Le nombre de « poids lourds » politiques est également notable au total, cinq premiers (ou ex-premiers) ministres – dont bien sûr, Jean-Claude Juncker – trois vice-premiers et plusieurs ministres en fonction intègrent l'équipe. Cette fois, on ne pourra pas accuser Bruxelles de « recycler » des politiques indésirables dans leurs pays… L'exemple le plus frappant est sans doute celui du Finlandais Jyrki Katainen, 43 ans, qui a renoncé à son mandat de premier ministre pour rejoindre Bruxelles.

----

### Étapes de l'exercice:
A. Relevez toutes les catégories de responsables politiques qui, d'après le texte sur les poids lourds politiques, intègrent l'équipe, avec le nombre indiqué pour chacune.
B. Recopiez le passage du texte sur les poids lourds politiques situé entre « Le nombre de » et « pour rejoindre Bruxelles. », ces deux segments inclus.
C. Poursuivez le texte sur les poids lourds politiques à partir de sa dernière phrase.

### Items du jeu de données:
----

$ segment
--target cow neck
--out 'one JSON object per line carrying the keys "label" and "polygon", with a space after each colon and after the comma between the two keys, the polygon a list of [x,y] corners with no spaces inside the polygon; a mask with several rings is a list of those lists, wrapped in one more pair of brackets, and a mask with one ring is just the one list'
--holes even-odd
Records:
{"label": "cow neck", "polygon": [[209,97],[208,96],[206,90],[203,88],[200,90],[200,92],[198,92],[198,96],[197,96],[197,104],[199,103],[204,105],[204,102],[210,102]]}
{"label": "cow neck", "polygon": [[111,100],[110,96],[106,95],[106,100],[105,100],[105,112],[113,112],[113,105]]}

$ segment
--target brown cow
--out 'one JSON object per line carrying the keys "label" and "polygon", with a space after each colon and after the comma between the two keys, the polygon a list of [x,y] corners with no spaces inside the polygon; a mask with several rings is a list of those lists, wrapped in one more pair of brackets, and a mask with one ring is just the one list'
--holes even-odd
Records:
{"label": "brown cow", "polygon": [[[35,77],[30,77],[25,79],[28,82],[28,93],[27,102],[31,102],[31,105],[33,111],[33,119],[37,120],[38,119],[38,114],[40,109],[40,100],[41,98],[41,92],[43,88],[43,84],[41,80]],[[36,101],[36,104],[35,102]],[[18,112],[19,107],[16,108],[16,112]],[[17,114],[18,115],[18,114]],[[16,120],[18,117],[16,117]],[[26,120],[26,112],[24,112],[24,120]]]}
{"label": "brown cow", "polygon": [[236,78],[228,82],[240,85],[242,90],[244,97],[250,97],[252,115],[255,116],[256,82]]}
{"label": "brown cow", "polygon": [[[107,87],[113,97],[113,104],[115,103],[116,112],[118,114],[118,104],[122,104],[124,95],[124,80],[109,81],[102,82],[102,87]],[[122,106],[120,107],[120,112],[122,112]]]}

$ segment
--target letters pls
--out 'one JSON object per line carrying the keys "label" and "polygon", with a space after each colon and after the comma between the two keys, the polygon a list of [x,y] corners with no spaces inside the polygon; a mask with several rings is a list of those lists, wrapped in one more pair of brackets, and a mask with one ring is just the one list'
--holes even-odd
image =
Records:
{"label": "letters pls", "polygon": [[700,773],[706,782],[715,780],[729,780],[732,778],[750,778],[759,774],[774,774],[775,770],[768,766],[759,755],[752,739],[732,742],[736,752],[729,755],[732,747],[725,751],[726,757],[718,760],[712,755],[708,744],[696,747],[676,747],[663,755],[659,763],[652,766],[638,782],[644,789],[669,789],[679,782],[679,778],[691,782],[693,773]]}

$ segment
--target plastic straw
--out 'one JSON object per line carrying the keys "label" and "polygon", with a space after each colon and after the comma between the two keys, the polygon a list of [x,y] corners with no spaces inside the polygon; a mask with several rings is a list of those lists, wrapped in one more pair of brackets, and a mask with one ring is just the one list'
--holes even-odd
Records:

----

### Réponses à l'exercice:
A. cinq premiers (ou ex-premiers) ministres ; trois vice-premiers ; plusieurs ministres en fonction

B.
Le nombre de « poids lourds » politiques est également notable au total, cinq premiers (ou ex-premiers) ministres – dont bien sûr, Jean-Claude Juncker – trois vice-premiers et plusieurs ministres en fonction intègrent l'équipe. Cette fois, on ne pourra pas accuser Bruxelles de « recycler » des politiques indésirables dans leurs pays… L'exemple le plus frappant est sans doute celui du Finlandais Jyrki Katainen, 43 ans, qui a renoncé à son mandat de premier ministre pour rejoindre Bruxelles.

C.
Enfin, M. Juncker fait le pari d'une nouvelle organisation, avec la nomination d'une poignée de vice-présidents chargés des dossiers jugés prioritaires. Des sortes de « super-commissaires » ayant un rôle de coordinateurs et de représentation. Ils ne disposeront pas d'une direction générale de plusieurs centaines de fonctionnaires à leur service, mais devraient jouir d'une partie des prérogatives de la présidence : la capacité d'imposer leur agenda. Le but est d'aboutir à une organisation plus concentrée sur les grands enjeux communautaires… L'idée est plutôt bien accueillie à Bruxelles, même si elle soulève des interrogations : les vice-présidents réussiront-ils à s'imposer sans administration ? Ne vont-ils pas s'épuiser en guerres de territoires avec les commissaires qu'ils « chapeautent » ? Les grands pays – la France, l'Allemagne, le Royaume-Uni – prudents, ont en tout cas préféré des portefeuilles « classiques ».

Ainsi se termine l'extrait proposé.